== EXTRACT ==
Tags: PSA,Trans - Female to Male,Boundaries
Shit like this is super invalidating. Like imagine telling someone what they are when that isn't how they identify or present. I am FTM nonbinary & a submissive; should be allowed to post accordingly without men trying to dictate what my transition is to me.
Next, we have a true and honest African Kang. King-Malik is a 37 year old Primal Top, Trans Man, Transgender, Sadomasochist, Dominant Sadist. She is queer, sapiosexual and demisexual and goes by He/Him pronouns. She only just started her journey into gender euphoria, as she received her first dose of testosterone only in late January.
Here is her profile text. Bolding not mine.
"I want to be the reason you lose control.
I am a 243 lb Primal Top looking for a partner who craves a heavy, deliberate presence. My dominance isn't about cruelty; it's about consuming you. I want to explore the dark, heavy spaces of play with you—CNC, beating, breath play—but always wrapped in the safety of absolute trust and aftercare.
What I Am Looking For
I am exclusively seeking AFAB Femmes and AFAB Sissy Trans Men.
Body: I have a deep appreciation for all body sizes. Bring me your body exactly as it is.
Age: 18-30 preferred.
Reciprocation: I am not here just to serve; I am here to share. I need a partner who wants to explore and worship my body just as ravenously as I will yours.
Pleasure: Pussy Worship is my religion. I want to learn every inch of you.
Intimacy: Limits are respected. Safe words are respected. Aftercare is promised.
Hard Limits: No urine, scat, or blood."
You may have gotten a few rapey vibes from her desire to consume her partner in a non-culinary way. But King-Malik assures you that she is not a rapist, despite being into consensual-non-consent.
"I have so much passion built up in me for sex and love and intimacy that I think I scare people off. But I am sincere. I want women to be safe around me. I want them to feel safe most importantly. I want to be the container for them to fall apart. After of course we play. I cannot stress enough how much I care about women being safe or people who are born as women."
Before I post her pictures, I want to show you how King-Malik sees herself.
"As someone who lived as a very beautiful by societal standards cis woman for nearly four decades, you go right ahead and use that privilege. Black trans women are hated so much by society, fuck it. Fuck them."
King-Malik has started a diary of her transition on fetlife, which I will keep an eye on.
Malik's Transition - Day 1
I got injected with testosterone cyphionate today. 200 mg per 1 ml and they inject you with 1 ml every 2 weeks. Experiencing crotch tingling, vocal box soreness, subtle scent changes, I stopped fidgeting, I feel a sense of calm. I feel at ease in my body and in my soul. Will need the other testosterone formulation as this one is causing systemic all over body itching.
Jan 23
Day 8 on T: The Animal Has Entered the Chat
Testosterone isn’t just a physical sensation; it is a complete rewriting of the brain’s priority list.
I used to think the "horniness" men talked about was just a bodily function. I was wrong. It’s not just a sensation; it is a focus. It is a disturbing, relentless pursuit drive. It’s like an animal has taken over my executive functioning. My eyes scan rooms differently. My brain assesses "goals" differently. The dopamine hit isn't just in the connection anymore—it's in the hunt.
But here is my secret weapon: I have the cheat codes.
Because I spent 37 years socialized as a woman, I know exactly what it feels like to be on the receiving end of this energy. I know how reckless and tone-deaf it can feel when a man shoots from the hip without thinking.
===
TASK SET:
A. Answer these from the post:
(i) What age does the post give for King-Malik?
(ii) What dose and schedule of testosterone does the Day 1 diary entry describe?
(iii) What age range does the profile text list as preferred?
B. Copy word for word the part of the post that opens with the words containing "Tags: PSA,Trans - Female" and closes with "transition is to me.".
The rows that follow the post have no role here.
== LISTED ENTRIES ==
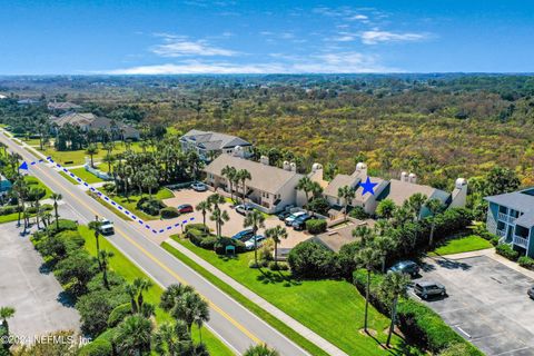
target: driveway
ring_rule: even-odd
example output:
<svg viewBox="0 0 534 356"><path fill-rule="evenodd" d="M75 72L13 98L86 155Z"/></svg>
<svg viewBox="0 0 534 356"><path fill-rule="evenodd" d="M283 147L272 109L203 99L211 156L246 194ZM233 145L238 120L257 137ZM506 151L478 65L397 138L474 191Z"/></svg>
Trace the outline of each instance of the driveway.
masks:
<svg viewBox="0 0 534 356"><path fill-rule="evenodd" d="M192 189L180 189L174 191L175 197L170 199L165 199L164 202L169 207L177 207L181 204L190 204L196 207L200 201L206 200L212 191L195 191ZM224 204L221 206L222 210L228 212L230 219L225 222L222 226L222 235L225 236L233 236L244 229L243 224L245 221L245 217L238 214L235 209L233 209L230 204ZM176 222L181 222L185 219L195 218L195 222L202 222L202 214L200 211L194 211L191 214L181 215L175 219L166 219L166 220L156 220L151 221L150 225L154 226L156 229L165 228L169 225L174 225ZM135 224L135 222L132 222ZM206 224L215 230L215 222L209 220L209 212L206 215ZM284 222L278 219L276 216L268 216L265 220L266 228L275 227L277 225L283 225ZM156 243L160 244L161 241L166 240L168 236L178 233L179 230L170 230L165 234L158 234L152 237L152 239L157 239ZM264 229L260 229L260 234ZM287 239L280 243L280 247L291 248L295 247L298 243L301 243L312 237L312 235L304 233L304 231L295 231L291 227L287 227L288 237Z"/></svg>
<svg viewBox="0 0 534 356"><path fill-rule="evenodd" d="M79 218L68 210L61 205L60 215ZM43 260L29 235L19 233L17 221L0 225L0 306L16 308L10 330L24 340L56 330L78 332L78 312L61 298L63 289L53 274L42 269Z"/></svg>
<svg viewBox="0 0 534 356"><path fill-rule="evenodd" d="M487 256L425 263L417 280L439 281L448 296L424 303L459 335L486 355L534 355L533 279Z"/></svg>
===
== LISTED ENTRIES ==
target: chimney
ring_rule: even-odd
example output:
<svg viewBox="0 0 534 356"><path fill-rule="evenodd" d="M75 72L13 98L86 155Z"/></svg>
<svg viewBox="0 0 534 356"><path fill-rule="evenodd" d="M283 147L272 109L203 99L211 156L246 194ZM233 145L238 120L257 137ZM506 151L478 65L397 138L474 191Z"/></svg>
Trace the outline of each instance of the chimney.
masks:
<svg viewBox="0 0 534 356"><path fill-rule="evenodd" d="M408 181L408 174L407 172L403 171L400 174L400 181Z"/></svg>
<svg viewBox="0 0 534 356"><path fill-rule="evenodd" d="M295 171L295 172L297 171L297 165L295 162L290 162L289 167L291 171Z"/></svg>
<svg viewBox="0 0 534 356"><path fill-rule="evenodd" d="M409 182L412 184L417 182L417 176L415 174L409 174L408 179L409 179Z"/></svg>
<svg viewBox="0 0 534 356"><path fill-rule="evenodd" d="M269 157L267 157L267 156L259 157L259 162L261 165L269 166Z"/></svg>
===
ANSWERS PER TASK:
A.
(i) 37
(ii) 200 mg per 1 ml, with 1 ml injected every 2 weeks
(iii) 18-30

B.
Tags: PSA,Trans - Female to Male,Boundaries
Shit like this is super invalidating. Like imagine telling someone what they are when that isn't how they identify or present. I am FTM nonbinary & a submissive; should be allowed to post accordingly without men trying to dictate what my transition is to me.